▸ Text provided:
......
SlangPy automatically detects when PyTorch tensors are used and integrates them into PyTorch’s auto-grad graph. No special module types are needed - you can use the standard spy.Module type as documented in First Functions.

Using the slangpy-torch extension

Whilst SlangPy can integrate with PyTorch out-of-the-box, it does not compile against libtorch, and thus by default has to go via the Python API for any interaction with PyTorch tensor operations. To substantially improve performance, users should install the slangpy-torch pip package, which provides native torch integration to SlangPy. This extension provides fast (~28ns) tensor metadata access from native code, compared to ~350ns when going through the Python API.

The package is built locally against your installed version of PyTorch to ensure ABI compatibility, so C++ build tools are required.

Prerequisites

  • Python 3.9+

  • PyTorch installed

Windows

Install Visual Studio 2019 or 2022 with the “Desktop development with C++” workload. This provides the MSVC compiler required to build the extension.

Linux

Install the build-essential package:

# Ubuntu/Debian
sudo apt-get install build-essential

Installation

The extension must be installed with --no-build-isolation to ensure ABI compatibility with your installed PyTorch version:

pip install wheels
pip install slangpy-torch --no-build-isolation

Note

The --no-build-isolation flag is critical. Without it, pip may use a different PyTorch version during the build process, leading to ABI incompatibilities and crashes.
......
▸ Your instructions:
Extend the guide to using SlangPy with PyTorch, picking up right after its closing note on the --no-build-isolation flag. Nothing in the material after this text is needed.
......
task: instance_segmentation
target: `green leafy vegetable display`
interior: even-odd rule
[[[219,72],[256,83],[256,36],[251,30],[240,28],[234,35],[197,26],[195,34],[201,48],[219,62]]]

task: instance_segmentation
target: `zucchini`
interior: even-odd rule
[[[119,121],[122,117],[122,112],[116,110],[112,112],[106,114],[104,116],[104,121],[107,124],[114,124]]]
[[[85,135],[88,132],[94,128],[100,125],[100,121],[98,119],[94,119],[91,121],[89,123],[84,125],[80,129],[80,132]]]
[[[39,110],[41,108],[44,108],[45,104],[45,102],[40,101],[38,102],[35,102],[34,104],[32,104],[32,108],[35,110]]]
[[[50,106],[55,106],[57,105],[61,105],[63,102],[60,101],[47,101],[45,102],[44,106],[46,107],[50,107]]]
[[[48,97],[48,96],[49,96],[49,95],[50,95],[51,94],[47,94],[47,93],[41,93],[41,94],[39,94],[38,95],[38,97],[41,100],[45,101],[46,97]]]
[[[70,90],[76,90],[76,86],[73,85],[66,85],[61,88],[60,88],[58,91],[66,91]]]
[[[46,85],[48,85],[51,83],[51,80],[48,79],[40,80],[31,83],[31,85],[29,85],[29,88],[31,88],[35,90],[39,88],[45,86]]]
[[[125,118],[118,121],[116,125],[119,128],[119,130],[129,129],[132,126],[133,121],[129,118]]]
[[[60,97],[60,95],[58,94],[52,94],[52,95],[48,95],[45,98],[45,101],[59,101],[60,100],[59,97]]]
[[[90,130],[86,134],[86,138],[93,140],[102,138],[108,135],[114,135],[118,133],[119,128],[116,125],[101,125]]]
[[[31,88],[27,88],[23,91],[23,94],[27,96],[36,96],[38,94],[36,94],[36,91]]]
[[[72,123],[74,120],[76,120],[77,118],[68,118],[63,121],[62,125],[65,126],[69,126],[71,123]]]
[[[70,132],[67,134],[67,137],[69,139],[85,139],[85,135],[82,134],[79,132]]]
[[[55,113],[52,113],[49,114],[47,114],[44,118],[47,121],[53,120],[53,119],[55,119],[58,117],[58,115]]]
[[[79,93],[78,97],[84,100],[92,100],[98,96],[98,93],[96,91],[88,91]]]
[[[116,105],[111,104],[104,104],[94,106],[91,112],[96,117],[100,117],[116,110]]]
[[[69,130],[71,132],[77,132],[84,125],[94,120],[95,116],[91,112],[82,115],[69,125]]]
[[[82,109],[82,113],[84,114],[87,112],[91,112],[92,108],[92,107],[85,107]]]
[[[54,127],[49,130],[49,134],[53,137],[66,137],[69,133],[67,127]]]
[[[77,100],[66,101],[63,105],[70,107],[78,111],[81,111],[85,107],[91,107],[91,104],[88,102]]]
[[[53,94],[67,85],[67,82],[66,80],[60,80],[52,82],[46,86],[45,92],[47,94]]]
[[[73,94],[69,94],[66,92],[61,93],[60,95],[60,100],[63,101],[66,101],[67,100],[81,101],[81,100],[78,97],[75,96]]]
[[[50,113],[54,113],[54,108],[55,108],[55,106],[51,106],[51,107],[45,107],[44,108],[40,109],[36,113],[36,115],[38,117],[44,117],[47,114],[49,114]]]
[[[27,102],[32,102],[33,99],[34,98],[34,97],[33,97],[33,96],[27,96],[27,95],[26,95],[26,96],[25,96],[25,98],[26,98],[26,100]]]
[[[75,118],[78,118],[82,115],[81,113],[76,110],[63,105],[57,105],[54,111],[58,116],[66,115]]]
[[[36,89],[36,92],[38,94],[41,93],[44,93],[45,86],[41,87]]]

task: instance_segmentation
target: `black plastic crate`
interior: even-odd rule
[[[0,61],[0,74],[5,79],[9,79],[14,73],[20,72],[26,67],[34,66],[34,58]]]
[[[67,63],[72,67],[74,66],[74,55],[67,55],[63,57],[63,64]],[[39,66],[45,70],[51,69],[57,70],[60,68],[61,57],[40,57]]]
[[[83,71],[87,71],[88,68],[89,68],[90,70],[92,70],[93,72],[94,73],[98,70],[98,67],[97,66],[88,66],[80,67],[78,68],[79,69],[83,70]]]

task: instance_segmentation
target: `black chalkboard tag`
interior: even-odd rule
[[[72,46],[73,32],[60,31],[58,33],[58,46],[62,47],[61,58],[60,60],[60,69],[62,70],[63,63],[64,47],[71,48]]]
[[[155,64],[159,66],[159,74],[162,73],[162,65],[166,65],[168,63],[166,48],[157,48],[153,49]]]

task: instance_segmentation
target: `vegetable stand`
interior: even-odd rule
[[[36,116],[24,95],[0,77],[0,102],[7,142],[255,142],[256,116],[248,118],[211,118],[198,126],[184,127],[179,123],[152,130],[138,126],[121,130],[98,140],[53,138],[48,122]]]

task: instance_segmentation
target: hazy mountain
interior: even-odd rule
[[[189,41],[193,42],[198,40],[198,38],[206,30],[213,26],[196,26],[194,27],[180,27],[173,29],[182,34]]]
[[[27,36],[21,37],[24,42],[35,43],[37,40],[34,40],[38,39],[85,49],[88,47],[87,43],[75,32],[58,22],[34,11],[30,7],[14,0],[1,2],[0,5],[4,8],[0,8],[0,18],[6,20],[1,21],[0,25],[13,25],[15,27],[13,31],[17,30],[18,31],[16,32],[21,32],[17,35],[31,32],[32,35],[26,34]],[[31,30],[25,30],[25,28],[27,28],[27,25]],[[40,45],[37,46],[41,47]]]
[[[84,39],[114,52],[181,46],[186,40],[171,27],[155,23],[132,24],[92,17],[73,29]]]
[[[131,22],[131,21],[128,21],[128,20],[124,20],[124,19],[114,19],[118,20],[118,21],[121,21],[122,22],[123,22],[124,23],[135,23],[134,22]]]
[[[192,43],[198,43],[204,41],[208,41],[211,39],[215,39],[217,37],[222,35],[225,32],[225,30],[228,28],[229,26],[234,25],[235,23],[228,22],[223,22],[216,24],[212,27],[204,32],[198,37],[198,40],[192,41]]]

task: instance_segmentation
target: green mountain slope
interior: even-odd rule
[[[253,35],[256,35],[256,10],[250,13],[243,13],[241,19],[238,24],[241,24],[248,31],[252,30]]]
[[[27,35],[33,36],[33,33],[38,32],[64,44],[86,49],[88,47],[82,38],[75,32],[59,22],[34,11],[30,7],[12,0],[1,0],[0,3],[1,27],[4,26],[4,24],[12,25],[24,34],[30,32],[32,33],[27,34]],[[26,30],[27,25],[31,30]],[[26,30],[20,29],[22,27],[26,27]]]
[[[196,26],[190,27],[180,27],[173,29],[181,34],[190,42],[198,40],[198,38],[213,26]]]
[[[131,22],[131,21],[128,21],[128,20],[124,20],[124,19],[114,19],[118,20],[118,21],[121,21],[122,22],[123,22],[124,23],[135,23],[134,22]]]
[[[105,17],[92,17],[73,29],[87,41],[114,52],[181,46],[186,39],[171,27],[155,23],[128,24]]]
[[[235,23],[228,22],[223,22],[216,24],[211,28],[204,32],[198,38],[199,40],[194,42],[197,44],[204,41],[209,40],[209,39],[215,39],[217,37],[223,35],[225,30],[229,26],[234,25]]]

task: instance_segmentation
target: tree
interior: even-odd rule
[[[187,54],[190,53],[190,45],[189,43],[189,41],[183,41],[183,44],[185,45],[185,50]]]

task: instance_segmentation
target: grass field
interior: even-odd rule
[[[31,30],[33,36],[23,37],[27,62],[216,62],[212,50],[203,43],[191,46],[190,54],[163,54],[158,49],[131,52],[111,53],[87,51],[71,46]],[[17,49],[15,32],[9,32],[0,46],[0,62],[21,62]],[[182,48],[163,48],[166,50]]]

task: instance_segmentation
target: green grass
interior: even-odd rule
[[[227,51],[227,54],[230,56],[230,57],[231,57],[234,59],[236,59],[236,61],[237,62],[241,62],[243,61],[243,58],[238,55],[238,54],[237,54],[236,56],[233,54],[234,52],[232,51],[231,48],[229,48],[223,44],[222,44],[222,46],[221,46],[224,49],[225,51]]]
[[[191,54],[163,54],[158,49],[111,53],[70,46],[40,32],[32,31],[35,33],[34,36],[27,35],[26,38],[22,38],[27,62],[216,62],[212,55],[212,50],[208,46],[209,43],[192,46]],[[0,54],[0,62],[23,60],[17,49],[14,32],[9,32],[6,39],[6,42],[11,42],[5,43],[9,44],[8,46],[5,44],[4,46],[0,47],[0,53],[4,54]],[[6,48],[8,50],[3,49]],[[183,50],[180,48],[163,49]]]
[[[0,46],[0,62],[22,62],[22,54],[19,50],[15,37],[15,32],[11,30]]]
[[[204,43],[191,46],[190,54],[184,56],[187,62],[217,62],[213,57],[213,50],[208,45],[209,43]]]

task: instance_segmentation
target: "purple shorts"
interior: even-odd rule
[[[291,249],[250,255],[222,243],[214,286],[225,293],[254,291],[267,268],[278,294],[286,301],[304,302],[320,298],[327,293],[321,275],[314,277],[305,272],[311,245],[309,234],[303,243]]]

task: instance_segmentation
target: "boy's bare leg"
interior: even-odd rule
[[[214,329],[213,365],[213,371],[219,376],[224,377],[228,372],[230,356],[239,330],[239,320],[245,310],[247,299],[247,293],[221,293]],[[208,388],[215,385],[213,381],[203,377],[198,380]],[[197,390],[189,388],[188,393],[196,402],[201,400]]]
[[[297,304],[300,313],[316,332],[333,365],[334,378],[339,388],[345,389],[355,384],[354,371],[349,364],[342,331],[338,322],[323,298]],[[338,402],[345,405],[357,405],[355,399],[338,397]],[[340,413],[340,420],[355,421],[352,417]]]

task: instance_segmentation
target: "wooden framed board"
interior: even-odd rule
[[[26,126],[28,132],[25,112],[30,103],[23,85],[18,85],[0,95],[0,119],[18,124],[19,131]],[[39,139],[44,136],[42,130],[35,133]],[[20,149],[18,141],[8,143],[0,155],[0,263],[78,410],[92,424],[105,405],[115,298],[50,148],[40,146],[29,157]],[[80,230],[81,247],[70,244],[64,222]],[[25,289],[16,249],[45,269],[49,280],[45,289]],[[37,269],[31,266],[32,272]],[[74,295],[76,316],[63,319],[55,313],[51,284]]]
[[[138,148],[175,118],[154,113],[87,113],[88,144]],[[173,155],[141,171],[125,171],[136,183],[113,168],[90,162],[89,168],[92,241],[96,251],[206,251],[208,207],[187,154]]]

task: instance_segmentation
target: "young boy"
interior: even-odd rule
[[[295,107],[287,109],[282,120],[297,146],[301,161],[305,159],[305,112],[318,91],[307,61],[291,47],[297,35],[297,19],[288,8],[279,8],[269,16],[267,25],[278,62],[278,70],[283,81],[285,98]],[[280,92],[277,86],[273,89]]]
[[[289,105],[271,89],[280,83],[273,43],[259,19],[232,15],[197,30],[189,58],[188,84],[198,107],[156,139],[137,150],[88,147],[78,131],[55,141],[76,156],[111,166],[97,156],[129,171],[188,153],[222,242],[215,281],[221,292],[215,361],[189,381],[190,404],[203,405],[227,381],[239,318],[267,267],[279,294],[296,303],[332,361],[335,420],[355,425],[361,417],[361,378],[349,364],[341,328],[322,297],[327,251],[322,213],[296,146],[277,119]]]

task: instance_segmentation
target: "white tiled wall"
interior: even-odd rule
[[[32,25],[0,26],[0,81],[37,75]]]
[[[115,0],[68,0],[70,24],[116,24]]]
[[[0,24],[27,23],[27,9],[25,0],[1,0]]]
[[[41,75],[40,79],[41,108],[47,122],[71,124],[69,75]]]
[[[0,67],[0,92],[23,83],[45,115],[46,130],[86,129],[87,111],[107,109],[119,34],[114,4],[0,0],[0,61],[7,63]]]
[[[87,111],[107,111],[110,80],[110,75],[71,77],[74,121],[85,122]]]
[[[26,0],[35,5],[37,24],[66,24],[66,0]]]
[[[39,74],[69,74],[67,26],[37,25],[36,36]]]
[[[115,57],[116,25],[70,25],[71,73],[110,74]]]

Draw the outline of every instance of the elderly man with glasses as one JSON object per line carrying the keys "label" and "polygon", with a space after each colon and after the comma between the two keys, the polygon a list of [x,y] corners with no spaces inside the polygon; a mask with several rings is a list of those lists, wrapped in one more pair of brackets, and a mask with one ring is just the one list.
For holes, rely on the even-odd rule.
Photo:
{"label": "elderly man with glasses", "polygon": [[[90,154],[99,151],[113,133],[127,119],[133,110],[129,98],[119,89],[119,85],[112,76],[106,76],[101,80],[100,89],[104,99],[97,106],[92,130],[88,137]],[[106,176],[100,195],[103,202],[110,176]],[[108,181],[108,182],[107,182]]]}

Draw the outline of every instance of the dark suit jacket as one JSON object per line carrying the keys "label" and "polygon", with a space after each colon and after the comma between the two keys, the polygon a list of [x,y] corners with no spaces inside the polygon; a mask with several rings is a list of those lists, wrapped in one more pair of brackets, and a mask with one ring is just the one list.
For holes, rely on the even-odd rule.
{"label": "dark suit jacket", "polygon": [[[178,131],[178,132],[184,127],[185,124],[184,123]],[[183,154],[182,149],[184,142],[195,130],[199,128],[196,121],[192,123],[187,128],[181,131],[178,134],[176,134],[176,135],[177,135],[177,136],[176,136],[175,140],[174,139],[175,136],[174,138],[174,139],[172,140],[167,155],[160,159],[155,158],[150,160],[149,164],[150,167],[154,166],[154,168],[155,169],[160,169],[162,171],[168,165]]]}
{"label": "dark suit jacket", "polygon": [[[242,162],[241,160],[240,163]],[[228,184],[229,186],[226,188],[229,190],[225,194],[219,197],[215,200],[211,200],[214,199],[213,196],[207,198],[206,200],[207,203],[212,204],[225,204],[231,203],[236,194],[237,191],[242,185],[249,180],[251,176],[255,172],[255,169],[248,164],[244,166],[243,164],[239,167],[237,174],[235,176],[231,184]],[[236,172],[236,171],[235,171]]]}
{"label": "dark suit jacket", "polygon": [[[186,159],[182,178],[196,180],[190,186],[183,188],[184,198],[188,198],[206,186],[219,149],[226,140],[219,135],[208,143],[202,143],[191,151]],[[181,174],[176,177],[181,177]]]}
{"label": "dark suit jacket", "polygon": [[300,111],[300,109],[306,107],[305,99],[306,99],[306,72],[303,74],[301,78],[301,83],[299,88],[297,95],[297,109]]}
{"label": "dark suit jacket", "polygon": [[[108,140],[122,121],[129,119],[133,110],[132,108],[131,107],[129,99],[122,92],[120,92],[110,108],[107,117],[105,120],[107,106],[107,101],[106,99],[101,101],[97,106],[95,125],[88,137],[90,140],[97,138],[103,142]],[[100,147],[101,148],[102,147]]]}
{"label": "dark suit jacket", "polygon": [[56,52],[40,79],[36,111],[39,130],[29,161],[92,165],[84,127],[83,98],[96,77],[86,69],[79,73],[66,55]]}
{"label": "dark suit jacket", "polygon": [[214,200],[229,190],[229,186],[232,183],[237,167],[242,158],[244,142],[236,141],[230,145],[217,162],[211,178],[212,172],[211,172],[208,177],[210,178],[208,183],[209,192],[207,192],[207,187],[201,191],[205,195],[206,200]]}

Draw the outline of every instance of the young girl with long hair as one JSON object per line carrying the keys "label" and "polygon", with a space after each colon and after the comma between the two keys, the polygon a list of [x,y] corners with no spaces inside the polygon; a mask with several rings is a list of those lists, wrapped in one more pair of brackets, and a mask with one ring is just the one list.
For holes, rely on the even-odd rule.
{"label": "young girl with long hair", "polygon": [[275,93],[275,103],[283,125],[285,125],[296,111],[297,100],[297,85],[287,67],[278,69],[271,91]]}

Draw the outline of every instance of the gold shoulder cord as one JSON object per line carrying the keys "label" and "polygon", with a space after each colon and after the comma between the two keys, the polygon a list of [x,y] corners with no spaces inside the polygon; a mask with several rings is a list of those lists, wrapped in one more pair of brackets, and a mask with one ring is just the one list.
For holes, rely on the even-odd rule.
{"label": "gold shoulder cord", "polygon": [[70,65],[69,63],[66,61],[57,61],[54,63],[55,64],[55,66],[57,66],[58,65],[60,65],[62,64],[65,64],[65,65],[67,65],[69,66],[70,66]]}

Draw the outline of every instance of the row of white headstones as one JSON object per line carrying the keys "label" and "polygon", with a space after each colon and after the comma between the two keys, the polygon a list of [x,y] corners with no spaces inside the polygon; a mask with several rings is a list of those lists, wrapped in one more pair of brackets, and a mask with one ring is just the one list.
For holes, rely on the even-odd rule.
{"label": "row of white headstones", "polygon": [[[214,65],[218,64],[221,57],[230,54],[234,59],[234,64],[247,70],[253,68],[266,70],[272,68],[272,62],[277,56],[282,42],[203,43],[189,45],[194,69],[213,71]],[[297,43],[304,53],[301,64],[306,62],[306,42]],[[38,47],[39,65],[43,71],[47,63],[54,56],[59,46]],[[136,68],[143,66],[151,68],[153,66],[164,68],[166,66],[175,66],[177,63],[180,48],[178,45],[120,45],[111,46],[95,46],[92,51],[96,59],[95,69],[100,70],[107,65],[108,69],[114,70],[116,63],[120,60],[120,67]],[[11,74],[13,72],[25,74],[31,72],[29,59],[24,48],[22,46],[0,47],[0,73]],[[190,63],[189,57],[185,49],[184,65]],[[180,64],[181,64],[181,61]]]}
......
▸ The output:
Verifying Installation

To verify the extension is installed correctly:

import torch  # Must import torch first
import slangpy_torch
print(slangpy_torch.get_api_ptr())  # Should print a non-zero integer

If you see a non-zero integer, the extension is working correctly and SlangPy will automatically use it for improved PyTorch tensor performance.

Troubleshooting

  • “torch not found”: Ensure PyTorch is installed first with pip install torch

  • “torch still not found”: Ensure you are running with --no-build-isolation

  • buildwheels not found: Ensure you have the wheels package installed with pip install wheels

  • Windows can not find compiler / ninja: Ensure you have the Visual Studio (or build tools) installed, and are running from a visual studio Developer Tools command prompt or have the compiler in your PATH.

Creating a tensor

Now, rather than use a SlangPy Tensor, we create a torch.Tensor to store the inputs:

# Create a tensor
x = torch.tensor([1, 2, 3, 4], dtype=torch.float32, device='cuda', requires_grad=True)

Note:

  • We set requires_grad=True to tell PyTorch to track the gradients of this tensor.

  • We set device='cuda' to ensure the tensor is on the GPU and matches our device configuration.

Running the kernel

Calling the function is unchanged from the standard SlangPy API, but calculation of gradients is now done via PyTorch:

# Evaluate the polynomial. Result will automatically be a torch tensor.
# Expecting result = 2x^2 + 8x - 1
result = module.polynomial(a=2, b=8, c=-1, x=x)
print(result)

# Run backward pass on result, using result grad == 1
# to get the gradient with respect to x
result.backward(torch.ones_like(result))
print(x.grad)

This works because SlangPy automatically detects PyTorch tensors and wraps the call to polynomial in a custom autograd function. As a result, the call to result.backward automatically invokes module.polynomial.bwds to compute gradients.

Device Backend Selection

SlangPy supports multiple backend types for PyTorch integration:

CUDA Backend (Recommended)

The CUDA backend provides the best performance by directly sharing the CUDA context with PyTorch:

device = spy.create_torch_device(type=spy.DeviceType.cuda)

This approach avoids expensive context switching and memory copies, making it ideal for performance-critical applications.

Graphics Backends (D3D12, Vulkan)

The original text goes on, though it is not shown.